* START EXTRACTED ENTRIES *
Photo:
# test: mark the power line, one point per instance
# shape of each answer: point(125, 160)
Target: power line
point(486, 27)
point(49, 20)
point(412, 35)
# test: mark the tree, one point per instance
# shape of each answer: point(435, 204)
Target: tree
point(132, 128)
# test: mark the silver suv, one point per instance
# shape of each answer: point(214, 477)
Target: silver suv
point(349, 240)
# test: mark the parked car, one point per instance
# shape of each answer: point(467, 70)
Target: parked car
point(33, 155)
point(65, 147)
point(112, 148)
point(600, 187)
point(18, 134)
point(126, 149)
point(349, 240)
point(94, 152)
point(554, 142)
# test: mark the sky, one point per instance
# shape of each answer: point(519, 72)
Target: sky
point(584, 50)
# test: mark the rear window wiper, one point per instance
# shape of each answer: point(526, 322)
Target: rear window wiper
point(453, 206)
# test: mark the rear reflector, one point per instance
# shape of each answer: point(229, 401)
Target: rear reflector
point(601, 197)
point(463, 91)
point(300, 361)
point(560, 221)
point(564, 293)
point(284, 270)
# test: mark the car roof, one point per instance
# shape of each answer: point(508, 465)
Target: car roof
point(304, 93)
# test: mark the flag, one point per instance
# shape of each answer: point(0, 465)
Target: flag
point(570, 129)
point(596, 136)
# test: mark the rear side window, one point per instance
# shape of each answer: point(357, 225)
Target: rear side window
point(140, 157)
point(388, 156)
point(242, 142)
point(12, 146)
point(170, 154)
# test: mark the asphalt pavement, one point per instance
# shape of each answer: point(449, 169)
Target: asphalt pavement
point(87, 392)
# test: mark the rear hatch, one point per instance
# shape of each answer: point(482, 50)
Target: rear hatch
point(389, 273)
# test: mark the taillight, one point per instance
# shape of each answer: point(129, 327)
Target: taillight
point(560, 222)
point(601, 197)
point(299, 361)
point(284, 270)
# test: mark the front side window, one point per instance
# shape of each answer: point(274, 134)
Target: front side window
* END EXTRACTED ENTRIES *
**GIVEN EXERCISE:** Convert the data above into a JSON array of strings, with one string per line and any blank lines omitted.

**ANSWER TO THIS EXERCISE:**
[
  "Photo:",
  "# test: mark the power line, one point per instance",
  "# shape of each answer: point(125, 160)",
  "Target: power line",
  "point(486, 27)",
  "point(49, 20)",
  "point(412, 35)",
  "# test: mark the tree, one point per instance",
  "# shape of each answer: point(435, 204)",
  "Target: tree",
  "point(132, 128)",
  "# test: mark the silver suv, one point per instance",
  "# shape of each answer: point(214, 477)",
  "Target: silver suv",
  "point(349, 240)",
  "# test: mark the parked car, one point per instance",
  "# shape of each answer: point(467, 70)",
  "Target: parked car",
  "point(33, 155)",
  "point(65, 147)",
  "point(112, 148)",
  "point(600, 187)",
  "point(18, 134)",
  "point(126, 149)",
  "point(349, 240)",
  "point(94, 152)",
  "point(554, 142)",
  "# test: mark the sky, one point per instance",
  "# shape of each answer: point(519, 72)",
  "Target: sky",
  "point(584, 50)",
  "# test: mark the rear window wiper, one point per instance",
  "# shape of each answer: point(526, 322)",
  "Target: rear window wiper",
  "point(453, 206)",
  "# test: mark the rear reflector, one point per instance",
  "# shape of each answer: point(229, 401)",
  "Target: rear reflector",
  "point(601, 197)",
  "point(463, 91)",
  "point(300, 361)",
  "point(560, 221)",
  "point(564, 293)",
  "point(284, 270)",
  "# test: mark the car roof, one point per instance",
  "# shape of each answer: point(508, 465)",
  "Target: car roof",
  "point(304, 93)",
  "# test: mark the flag, one point per instance",
  "# shape of each answer: point(0, 465)",
  "Target: flag",
  "point(570, 129)",
  "point(596, 136)",
  "# test: mark the rear side window, one point per instance",
  "# shape of each answer: point(357, 225)",
  "Target: rear side window",
  "point(140, 157)",
  "point(388, 156)",
  "point(242, 142)",
  "point(12, 146)",
  "point(170, 154)",
  "# test: mark the asphalt pavement, one point per instance",
  "# shape of each answer: point(449, 169)",
  "Target: asphalt pavement",
  "point(87, 392)",
  "# test: mark the rear hatch, one point per instance",
  "# shape of each answer: point(482, 50)",
  "Target: rear hatch",
  "point(389, 273)",
  "# test: mark the taillight, one point per instance",
  "# shape of each answer: point(129, 327)",
  "Target: taillight",
  "point(560, 222)",
  "point(601, 197)",
  "point(299, 361)",
  "point(284, 270)",
  "# test: mark the front side window, one point per instance",
  "# shape of each answer: point(274, 134)",
  "Target: front side window"
]